Print every item below line for line without any changes, but leave the pictures out.
- - -
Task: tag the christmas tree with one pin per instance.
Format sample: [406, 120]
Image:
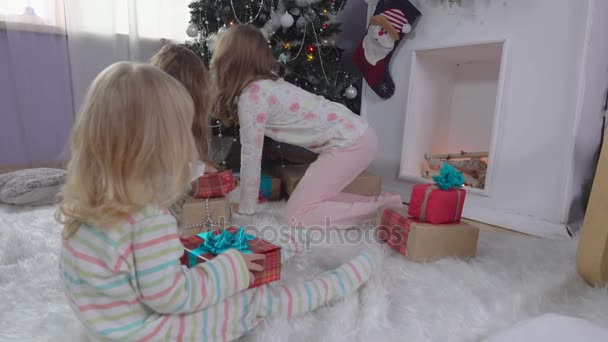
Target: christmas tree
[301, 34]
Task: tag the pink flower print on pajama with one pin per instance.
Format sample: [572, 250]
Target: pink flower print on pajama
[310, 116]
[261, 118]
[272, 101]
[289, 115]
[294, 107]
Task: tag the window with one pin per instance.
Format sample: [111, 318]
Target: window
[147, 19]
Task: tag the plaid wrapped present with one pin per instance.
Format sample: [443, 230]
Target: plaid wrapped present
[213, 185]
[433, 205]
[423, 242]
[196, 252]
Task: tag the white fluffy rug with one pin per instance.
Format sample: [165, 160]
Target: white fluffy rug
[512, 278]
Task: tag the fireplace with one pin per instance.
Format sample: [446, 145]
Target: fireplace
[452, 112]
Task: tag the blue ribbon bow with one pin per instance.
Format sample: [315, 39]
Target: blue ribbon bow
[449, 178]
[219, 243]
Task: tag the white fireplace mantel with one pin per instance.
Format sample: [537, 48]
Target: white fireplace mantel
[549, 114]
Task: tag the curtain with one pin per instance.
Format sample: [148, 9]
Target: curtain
- - -
Worked solution:
Task: tag the christmas tree with one pin per instance.
Format sample: [406, 120]
Image:
Target: christmas tree
[301, 34]
Task: tag the pink flower print on pajama with one pin per instance.
Format sample: [572, 250]
Target: pink flower print on pajama
[310, 116]
[261, 118]
[272, 101]
[289, 115]
[294, 107]
Task: tag the window with one pin per instance.
Format sample: [111, 318]
Target: window
[147, 19]
Task: tag the plaid wrapped present with one pin per instance.
Format sample: [443, 230]
Target: plaid wrapped present
[213, 185]
[433, 205]
[423, 242]
[196, 252]
Task: tag the white fluffy rug with one pin per instance.
Format sample: [165, 160]
Target: white fluffy rug
[512, 278]
Task: tag the fireplace with one pin per instance.
Format sample: [446, 145]
Target: fireplace
[452, 112]
Task: tag the blue ribbon bow with one pin per instance.
Format sample: [315, 39]
Target: blue ribbon bow
[449, 178]
[219, 243]
Task: tag the white fireplace mantel with one pin per instance.
Format sample: [537, 48]
Target: white fireplace mantel
[549, 114]
Task: tag the curtain with one pin per instance.
Format sample: [148, 9]
Target: curtain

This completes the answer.